* Приведённый текст:
- - - - -

Питирим Александрович Сорокин

 

Питирим Александрович Сорокин (1889 — 1968) — рус­ский ученый, один из основателей современной социологии. Применил к анализу социальной действительности систем­ный метод; разрабатывал проблемы социальной страти­фикации и динамики, культуры как специфического типа исторической целостности. Внес большой вклад в решение конкретных проблем юридической теории и практики.

Основные произведения: «Общая социология», «Револю­ция и социология», «Динамика», «Социальная стратифика­ция и мобильность», «Социокультурная динамика».

Интегрированные системы права представлены идеациональной, идеалистической и чувственной формами. Идеациональный свод законов рассматри­вается как данный Богом или Абсолютом... Его нормы считаются заповедями Бога. Как таковые они стано­вятся абсолютными, хотя и не отвергают в принципе утилитарные или некоторые другие соображения. Часто нельзя вносить какие-либо изменения в эти правила.

Нормы идеационального закона не направлены на увеличение чувственного счастья, удовольствия или полезности. Их нужно беспрекословно выполнять как заповеди всеведущего и сверхсправедливого Абсолю­та... Будучи таковыми, идеациональные законодатель­ные своды защищают многие ценности, которые, по-видимому, не имеют чувственной утилитарности и удовольствия. С другой стороны, они запрещают мно­гие удовольствия, считая их греховодными.

- - - - -

* Строки набора данных:
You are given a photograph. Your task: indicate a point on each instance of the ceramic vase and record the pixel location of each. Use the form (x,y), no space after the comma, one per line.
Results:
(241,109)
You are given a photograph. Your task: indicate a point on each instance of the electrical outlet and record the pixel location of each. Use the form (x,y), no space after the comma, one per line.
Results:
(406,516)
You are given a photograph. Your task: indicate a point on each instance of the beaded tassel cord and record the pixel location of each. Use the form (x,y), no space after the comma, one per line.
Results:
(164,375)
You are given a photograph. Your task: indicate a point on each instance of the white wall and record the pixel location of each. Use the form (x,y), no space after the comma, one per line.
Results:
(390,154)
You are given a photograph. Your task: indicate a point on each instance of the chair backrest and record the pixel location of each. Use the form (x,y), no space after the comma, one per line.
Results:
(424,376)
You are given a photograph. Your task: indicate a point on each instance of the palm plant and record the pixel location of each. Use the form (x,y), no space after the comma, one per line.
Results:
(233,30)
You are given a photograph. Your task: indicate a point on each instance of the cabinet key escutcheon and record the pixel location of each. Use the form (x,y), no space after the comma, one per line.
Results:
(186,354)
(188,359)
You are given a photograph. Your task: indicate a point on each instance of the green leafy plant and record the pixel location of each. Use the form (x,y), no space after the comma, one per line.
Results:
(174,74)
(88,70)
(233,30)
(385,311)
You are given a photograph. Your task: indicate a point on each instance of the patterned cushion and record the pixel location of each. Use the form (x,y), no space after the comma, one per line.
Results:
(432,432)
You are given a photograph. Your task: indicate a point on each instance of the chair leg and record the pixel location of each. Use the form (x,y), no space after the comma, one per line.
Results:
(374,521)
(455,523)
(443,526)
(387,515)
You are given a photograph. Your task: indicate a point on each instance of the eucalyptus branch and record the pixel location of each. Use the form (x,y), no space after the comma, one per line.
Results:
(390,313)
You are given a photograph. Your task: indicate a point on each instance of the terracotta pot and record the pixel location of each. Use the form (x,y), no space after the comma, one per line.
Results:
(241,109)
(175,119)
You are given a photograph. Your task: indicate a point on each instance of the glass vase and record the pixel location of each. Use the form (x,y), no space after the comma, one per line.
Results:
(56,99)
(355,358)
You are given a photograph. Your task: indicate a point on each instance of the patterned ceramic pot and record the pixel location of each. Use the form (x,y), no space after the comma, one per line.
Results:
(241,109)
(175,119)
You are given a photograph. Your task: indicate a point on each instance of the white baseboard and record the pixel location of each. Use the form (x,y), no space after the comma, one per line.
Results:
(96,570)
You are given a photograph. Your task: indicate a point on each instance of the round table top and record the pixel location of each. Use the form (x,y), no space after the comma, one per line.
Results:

- - - - -

* Набор заданий:
- a) Перечислите все основные произведения, которые названы в тексте о Питириме Сорокине.
- b) Продолжите текст о Питириме Сорокине, начав сразу после его последнего предложения.

* Ответы по заданиям:
- a) «Общая социология», «Революция и социология», «Динамика», «Социальная стратификация и мобильность», «Социокультурная динамика».

- b)
В таких законодательных сводах преступление синонимично греху, так же как и послушание закону тождественно послушанию Богу и спасению. Поэто­му в уголовном праве идеациональный свод законов всегда содержит среди наказуемых и запрещенных действий много таких актов, которые нарушают пред­писываемые правила в отношениях человека к Богу и сверхчувственным ценностям...

Суть кар заключает­ся в большой степени не столько в предотвращении преступления, в перевоспитании грешника или в за­щите утилитарных интересов общества, сколько имен­но в искуплении греха, совершенного против Бога:любое нарушение абсолютной нормы требует защи­ты самой нормы и не может обойтись без искупления совершенного греха...

 Более того, система судебных показаний такого закона имманентно включает в себя ряд сверхчувственных свидетельств в форме ордалий, «божественных показаний», высказываний оракулов, пророков, пифий и других «сверхъестественных ме­тодов» для определения виновности или невиновно­сти обвиняемого.

Система судебных показаний ос­нована на признании вмешательства Абсолюта в юридические дела. Почти каждое юридическое дей­ствие, будь то обмен или покупка собственности, за­ключение контракта или выплата долга, расписыва­ется до мельчайших деталей через декларирование определенных священных формул, священных дейст­вий, не оставляющих какой-либо возможности изме­нить что-либо, пусть даже одну-единственную букву или деталь, в этой сакральной процедуре...

 Например, в римском праве на ранней идеациональной стадии, когда предметом судебного разбирательства было владение определенными типами собственности, ис­тец начинал процедуру, держа в руках специальную палку (vindicta или festusa), произносил при этом сте-реотипизированную и неизменную вступительную фразу. Ответчику также приходилось держать слово, прибегая к столь же застывшим фразам.

Вся юриди­ческая процедура была священным ритуалом, таким же заформализованным, как и все религиозные таин­ства. Причина такого формализма идеационального закона и юридической процедуры заключается в том, что они суть всего лишь разновидности религии и религиозного ритуала, предписанного Богом, и поэто­му неизменны. Наконец, судьи в такой системе права прямо или опосредованно всегда одновременно высту­пают священниками, епископами или другими члена­ми священнических ордеров, которым помогают ора­кулы, пророки, проповедники, святые и т. д.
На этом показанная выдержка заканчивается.